**WRITTEN TASK**
Copy out every one of the rows below verbatim, without altering a single line.

──────────

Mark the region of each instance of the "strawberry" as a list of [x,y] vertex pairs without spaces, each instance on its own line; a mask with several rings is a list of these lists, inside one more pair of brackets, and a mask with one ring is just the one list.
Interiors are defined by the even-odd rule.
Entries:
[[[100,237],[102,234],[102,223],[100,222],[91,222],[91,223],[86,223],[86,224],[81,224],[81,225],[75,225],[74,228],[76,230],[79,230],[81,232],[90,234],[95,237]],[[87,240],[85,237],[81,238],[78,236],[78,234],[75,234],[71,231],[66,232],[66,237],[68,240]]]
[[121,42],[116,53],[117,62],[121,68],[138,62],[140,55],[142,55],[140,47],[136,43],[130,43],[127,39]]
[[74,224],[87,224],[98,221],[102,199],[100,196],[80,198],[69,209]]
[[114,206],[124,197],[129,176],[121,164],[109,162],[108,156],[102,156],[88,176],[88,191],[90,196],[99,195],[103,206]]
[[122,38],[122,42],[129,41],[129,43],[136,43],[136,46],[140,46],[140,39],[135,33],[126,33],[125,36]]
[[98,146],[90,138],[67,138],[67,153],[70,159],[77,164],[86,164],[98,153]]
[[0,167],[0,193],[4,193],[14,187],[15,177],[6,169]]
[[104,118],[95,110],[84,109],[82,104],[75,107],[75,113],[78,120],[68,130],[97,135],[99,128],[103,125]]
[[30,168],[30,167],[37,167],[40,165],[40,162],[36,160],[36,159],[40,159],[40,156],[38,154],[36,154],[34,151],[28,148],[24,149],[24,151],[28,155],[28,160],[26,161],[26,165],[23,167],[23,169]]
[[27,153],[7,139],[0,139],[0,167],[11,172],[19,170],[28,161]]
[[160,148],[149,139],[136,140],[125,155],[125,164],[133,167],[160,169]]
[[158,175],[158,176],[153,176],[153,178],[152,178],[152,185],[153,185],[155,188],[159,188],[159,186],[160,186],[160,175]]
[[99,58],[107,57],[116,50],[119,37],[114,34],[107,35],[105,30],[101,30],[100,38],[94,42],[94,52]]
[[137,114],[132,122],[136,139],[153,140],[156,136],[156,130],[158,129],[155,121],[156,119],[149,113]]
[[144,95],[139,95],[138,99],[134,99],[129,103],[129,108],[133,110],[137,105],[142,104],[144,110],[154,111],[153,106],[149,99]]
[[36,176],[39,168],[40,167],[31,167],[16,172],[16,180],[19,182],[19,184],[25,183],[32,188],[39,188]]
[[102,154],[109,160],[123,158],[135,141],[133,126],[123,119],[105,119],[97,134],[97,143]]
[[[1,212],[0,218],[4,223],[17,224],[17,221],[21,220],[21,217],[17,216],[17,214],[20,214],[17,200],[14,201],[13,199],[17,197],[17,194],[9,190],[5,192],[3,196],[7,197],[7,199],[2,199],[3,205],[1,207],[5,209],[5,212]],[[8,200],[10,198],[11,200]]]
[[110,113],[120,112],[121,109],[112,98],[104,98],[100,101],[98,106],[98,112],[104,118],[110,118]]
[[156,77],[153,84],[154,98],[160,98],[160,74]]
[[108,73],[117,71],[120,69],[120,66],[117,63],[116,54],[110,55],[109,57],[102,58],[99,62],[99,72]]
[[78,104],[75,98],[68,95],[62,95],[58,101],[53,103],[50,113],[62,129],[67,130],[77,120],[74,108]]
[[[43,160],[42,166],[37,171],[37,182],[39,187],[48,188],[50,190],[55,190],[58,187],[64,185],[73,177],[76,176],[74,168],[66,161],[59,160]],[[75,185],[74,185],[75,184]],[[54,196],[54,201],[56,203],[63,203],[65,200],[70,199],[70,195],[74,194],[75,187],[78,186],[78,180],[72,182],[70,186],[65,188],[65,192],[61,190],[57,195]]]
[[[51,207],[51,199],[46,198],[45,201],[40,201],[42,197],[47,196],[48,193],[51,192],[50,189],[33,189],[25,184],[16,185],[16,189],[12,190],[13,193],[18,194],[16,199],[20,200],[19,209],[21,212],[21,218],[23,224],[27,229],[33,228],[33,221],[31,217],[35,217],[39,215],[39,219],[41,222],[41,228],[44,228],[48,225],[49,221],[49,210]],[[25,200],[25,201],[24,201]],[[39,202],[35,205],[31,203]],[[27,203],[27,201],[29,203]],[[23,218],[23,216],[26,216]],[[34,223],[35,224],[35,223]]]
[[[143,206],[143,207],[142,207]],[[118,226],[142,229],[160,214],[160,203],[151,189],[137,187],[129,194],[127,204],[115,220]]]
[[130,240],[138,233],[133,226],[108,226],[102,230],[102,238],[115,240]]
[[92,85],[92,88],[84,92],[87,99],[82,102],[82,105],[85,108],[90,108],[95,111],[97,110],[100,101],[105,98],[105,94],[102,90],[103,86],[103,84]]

──────────

**PROBLEM SOLUTION**
Mark the region of each instance of the "strawberry" as a list of [x,y] vertex pairs without spaces, each instance on its own line; a mask with several rings is a list of these lists, inside one more pair of brackets, and a mask with one ring is just the one list.
Interiors are defined by the even-odd rule.
Entries:
[[[100,237],[102,234],[102,223],[100,222],[91,222],[91,223],[86,223],[86,224],[81,224],[81,225],[75,225],[74,228],[76,230],[79,230],[81,232],[90,234],[95,237]],[[87,240],[85,237],[81,238],[78,236],[78,234],[75,234],[71,231],[66,232],[66,237],[68,240]]]
[[121,42],[116,53],[117,62],[121,68],[138,62],[140,55],[142,55],[140,47],[136,43],[130,43],[127,39]]
[[74,224],[87,224],[98,221],[102,199],[100,196],[80,198],[69,209]]
[[114,206],[124,197],[129,176],[121,164],[109,162],[108,156],[102,156],[88,176],[88,191],[90,196],[99,195],[103,206]]
[[122,38],[122,42],[129,41],[129,43],[136,43],[136,46],[140,46],[140,39],[135,33],[126,33],[125,36]]
[[98,146],[90,138],[67,138],[67,153],[70,159],[77,164],[86,164],[98,153]]
[[0,167],[0,193],[4,193],[14,187],[15,177],[6,169]]
[[104,118],[95,110],[84,109],[82,104],[75,107],[75,113],[78,120],[68,130],[97,135],[99,128],[103,125]]
[[30,168],[30,167],[37,167],[40,165],[40,162],[36,160],[36,159],[40,159],[40,156],[38,154],[36,154],[34,151],[28,148],[24,149],[24,151],[28,155],[28,160],[26,161],[26,165],[23,167],[23,169]]
[[27,153],[7,139],[0,139],[0,167],[11,172],[19,170],[28,161]]
[[160,148],[149,139],[136,140],[125,155],[125,164],[133,167],[160,169]]
[[158,175],[158,176],[153,176],[153,178],[152,178],[152,185],[153,185],[155,188],[159,188],[159,186],[160,186],[160,175]]
[[99,58],[107,57],[116,50],[119,37],[114,34],[107,35],[105,30],[101,30],[100,38],[94,42],[94,52]]
[[137,114],[132,122],[136,139],[153,140],[156,136],[156,130],[158,129],[155,121],[156,119],[149,113]]
[[144,95],[139,95],[138,99],[134,99],[129,103],[129,108],[133,110],[137,105],[142,104],[144,110],[154,111],[153,106],[149,99]]
[[36,176],[39,168],[40,167],[31,167],[16,172],[16,180],[19,182],[19,184],[25,183],[32,188],[39,188]]
[[102,154],[109,160],[123,158],[135,141],[133,126],[123,119],[105,119],[97,134],[97,143]]
[[[1,212],[0,218],[4,223],[17,224],[17,221],[21,220],[21,217],[17,216],[17,214],[20,214],[17,200],[14,201],[13,199],[17,197],[17,194],[9,190],[5,192],[3,196],[7,197],[7,199],[2,199],[3,205],[1,207],[5,209],[5,212]],[[8,200],[10,198],[11,200]]]
[[110,113],[120,112],[121,109],[112,98],[104,98],[100,101],[98,106],[98,112],[104,118],[110,118]]
[[156,77],[153,84],[154,98],[160,98],[160,74]]
[[108,73],[117,71],[120,69],[120,66],[117,63],[116,54],[110,55],[109,57],[102,58],[99,62],[99,72]]
[[78,104],[75,98],[68,95],[62,95],[58,101],[53,103],[50,113],[62,129],[67,130],[77,120],[74,108]]
[[[43,160],[42,166],[37,171],[37,182],[39,187],[48,188],[50,190],[55,190],[58,187],[64,185],[73,177],[76,176],[74,168],[66,161],[59,160]],[[75,185],[74,185],[75,184]],[[54,196],[54,201],[56,203],[63,203],[65,200],[70,199],[70,195],[74,194],[75,187],[78,186],[78,180],[72,182],[70,186],[65,188],[65,192],[61,190],[57,195]]]
[[[51,207],[51,199],[46,198],[45,201],[40,201],[42,197],[47,196],[48,193],[51,192],[50,189],[33,189],[25,184],[16,185],[16,189],[12,190],[13,193],[18,194],[16,199],[20,200],[19,209],[21,212],[21,218],[23,224],[27,229],[33,228],[33,221],[31,217],[35,217],[39,215],[39,219],[41,222],[41,228],[44,228],[48,225],[49,221],[49,210]],[[25,200],[25,201],[24,201]],[[39,202],[35,205],[31,203]],[[27,203],[27,201],[29,203]],[[23,218],[23,216],[26,216]],[[34,223],[35,224],[35,223]]]
[[[143,206],[143,207],[142,207]],[[118,226],[142,229],[160,214],[160,203],[151,189],[137,187],[129,194],[127,204],[115,220]]]
[[130,240],[138,233],[133,226],[108,226],[102,230],[102,238],[115,240]]
[[92,85],[92,88],[84,92],[87,99],[82,102],[82,105],[85,108],[90,108],[95,111],[97,110],[100,101],[105,98],[105,94],[102,90],[103,86],[103,84]]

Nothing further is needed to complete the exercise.